■ TEXT SHOWN:
----

Other significant predictors of work disability in the regression analysis were lower income, fewer hours worked per week, and personal preference not to work versus to work either full or part time. Many studies (40
) concur in finding that the structure of work and reduced number of hours worked increases risk for work disability. Reisine et al found that subjects with RA who worked <30 hours/week were more apt to stop working and suggested this could indicate lower work commitment (26
). In our study, number of hours worked was ranked third in importance in the random forest analysis.
Reisine et al were the first to assess preference to work, and they also found it predicted which subjects became work disabled (26
). The causal modeling analyses indicated that neither the conditions of subjects' jobs nor their degree of disease severity affected their preference to work. Although preference not to work was significant in the regression analysis, it was ranked low in importance by the random forest analysis, probably because few subjects preferred not to work.
Our data suggest that older patients may be particularly vulnerable to the effects of disease on employment. Employment maintenance among older workers is an increasingly important goal, both for individuals and society (11
). Our results suggest that reducing employment hours is not an effective employment maintenance strategy, most likely due to its impact on income. Two prior studies (5
) found self-employment was associated with work retention. However, in our study it was not significant in the regression analysis. The classification tree analysis may offer an explanation of this discrepancy; self-employment predicted work disability only when it was combined with low job physical demand. Low job physical demand could be a marker for minimal work effort capacity, and if so, self-employment is effective only when the individual is capable of making a substantial work effort.
Strengths of our study are availability and use of recent data from a US national cohort of patients with rheumatologist-diagnosed RA and detailed assessment of employment information. Furthermore, we used several different methods of analysis, and this has provided a more complete picture of the relative importance of the risk factors, as well as information about the basis of work preference.

----

■ SUPPLIED DATA:
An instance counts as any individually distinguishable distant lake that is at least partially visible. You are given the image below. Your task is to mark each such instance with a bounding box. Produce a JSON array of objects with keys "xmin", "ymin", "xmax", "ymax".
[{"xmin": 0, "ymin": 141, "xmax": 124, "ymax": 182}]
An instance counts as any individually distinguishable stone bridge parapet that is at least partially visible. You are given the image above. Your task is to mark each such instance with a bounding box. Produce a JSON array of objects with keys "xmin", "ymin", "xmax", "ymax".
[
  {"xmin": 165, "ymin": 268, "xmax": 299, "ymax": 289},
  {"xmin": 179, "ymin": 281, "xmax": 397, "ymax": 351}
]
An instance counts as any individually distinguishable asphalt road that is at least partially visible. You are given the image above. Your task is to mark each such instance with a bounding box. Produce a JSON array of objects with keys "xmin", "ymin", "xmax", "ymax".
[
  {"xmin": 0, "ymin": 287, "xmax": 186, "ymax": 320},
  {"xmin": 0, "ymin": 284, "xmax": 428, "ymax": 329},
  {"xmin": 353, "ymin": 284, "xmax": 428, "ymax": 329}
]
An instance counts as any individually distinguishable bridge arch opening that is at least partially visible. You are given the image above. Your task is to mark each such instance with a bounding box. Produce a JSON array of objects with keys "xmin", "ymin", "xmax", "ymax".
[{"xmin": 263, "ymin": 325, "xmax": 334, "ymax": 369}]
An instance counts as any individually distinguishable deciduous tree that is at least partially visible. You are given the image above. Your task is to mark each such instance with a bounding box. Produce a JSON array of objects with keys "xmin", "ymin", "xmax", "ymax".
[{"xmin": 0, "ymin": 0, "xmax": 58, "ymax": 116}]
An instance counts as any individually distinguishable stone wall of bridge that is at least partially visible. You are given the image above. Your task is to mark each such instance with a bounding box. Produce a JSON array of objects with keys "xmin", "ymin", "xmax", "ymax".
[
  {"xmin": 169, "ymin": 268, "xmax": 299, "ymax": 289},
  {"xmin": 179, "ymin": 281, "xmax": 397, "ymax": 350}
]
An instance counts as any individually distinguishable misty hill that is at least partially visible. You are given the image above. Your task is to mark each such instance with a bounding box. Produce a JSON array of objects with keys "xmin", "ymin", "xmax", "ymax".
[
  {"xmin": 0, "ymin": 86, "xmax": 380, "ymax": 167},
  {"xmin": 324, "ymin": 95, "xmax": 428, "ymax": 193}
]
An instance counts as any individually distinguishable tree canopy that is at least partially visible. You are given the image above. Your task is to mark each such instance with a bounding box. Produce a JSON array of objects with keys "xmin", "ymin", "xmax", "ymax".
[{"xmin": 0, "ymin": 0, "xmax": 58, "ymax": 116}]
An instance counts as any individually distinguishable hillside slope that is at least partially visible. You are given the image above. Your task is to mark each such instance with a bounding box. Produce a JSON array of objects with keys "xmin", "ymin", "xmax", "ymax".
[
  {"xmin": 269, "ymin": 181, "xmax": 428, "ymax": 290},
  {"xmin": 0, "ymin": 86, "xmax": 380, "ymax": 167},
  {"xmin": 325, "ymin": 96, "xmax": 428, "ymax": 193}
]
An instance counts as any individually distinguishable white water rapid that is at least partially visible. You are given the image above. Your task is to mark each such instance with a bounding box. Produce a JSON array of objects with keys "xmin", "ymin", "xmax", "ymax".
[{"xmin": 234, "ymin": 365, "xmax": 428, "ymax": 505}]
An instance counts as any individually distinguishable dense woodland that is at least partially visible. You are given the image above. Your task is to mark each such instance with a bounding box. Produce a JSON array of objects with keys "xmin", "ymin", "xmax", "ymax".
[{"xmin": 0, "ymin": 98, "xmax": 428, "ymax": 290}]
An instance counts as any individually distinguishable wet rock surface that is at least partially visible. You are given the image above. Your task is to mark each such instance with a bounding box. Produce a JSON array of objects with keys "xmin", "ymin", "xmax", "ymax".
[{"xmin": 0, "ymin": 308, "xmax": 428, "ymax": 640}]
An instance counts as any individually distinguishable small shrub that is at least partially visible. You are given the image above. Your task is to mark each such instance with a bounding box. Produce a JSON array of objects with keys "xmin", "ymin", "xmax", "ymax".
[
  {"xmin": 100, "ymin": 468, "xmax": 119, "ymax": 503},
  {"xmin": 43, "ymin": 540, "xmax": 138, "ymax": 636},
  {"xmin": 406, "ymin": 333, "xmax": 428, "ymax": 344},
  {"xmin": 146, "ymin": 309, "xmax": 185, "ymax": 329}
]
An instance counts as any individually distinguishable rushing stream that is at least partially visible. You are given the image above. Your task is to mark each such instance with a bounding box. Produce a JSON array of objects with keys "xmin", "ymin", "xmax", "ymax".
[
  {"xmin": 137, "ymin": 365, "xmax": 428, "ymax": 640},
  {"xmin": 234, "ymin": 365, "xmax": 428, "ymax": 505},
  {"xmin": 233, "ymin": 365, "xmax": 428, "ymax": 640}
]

----

■ USING THE INFORMATION:
#1 In the passage on work disability, what importance ranking did number of hours worked receive in the random forest analysis?
#2 List every type of analysis that the passage on work disability mentions.
#3 Write the next part of the passage on work disability, starting after its final sentence.

■ OUTPUTS BY TASK:
#1 It was ranked third in importance.

#2 Regression analysis, random forest analysis, causal modeling analysis, and classification tree analysis.

#3
The generalizability of our findings may be restricted because our sample is not representative of all persons with RA. One-third of NDB participants are from pharmaceutical registries. Registry subjects were more likely to be male (23% versus 16%), have shorter disease duration (12 versus 14 years), have greater functional limitation (mean HAQ score 0.9 versus 0.8), and less likely to have a professional/managerial job (38% versus 46%) than non-registry subjects. However, the difference in the proportion of registry subjects among cases and controls (34% versus 31%) was quite small. About 12% of NDB participants were not eligible for this study because they fill out short questionnaires containing no questions about employment. These individuals were less likely to be white (84% versus 89%), married (68% versus 73%), or have education beyond high school (45% versus 61%) than subjects. Participants (n = 3,680) who supplied data on an irregular basis were 1 year younger, more likely to be male (22% versus 18%) or nonwhite (90% versus 92%), and had 1 year shorter disease duration than 1,088 eligible participants. Our sample was not population based. Subjects were more often white and had higher educational attainment than the US population. Consequently, persons with physically demanding jobs were probably under-represented in our sample.
In summary, the results of these recent data from a US national cohort differ from previous studies in that neither disease factors nor job physical demand were significant risk factors for RA work disability in the main analysis. Disease factors were important risk factors in alternative analyses, however, especially among older subjects. Older age, lower income from employment, fewer hours worked per week, and preference not to work were the significant risk factors for work disability in the main analysis.